EXERCISE ::
What follows is a set of records; copy all of it exactly.

DATASET RECORDS ::
——

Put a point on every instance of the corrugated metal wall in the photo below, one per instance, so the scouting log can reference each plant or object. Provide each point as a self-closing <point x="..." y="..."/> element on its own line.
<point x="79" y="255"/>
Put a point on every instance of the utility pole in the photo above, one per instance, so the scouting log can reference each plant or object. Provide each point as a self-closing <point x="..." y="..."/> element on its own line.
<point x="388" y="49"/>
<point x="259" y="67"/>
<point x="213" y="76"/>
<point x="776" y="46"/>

——

RESULT FOR THIS EXERCISE ::
Put a point on every instance of the corrugated metal wall in the photo below, one per instance, so the scouting log can reference each plant or object. Provide each point as a self-closing <point x="..." y="..."/> element on its own line.
<point x="79" y="255"/>
Put a point on every instance of the utility pole in the photo above, one per instance, so the scouting log can reference each plant or object. Provide each point as a self-closing <point x="..." y="..."/> element on its own line.
<point x="388" y="49"/>
<point x="259" y="67"/>
<point x="213" y="76"/>
<point x="776" y="46"/>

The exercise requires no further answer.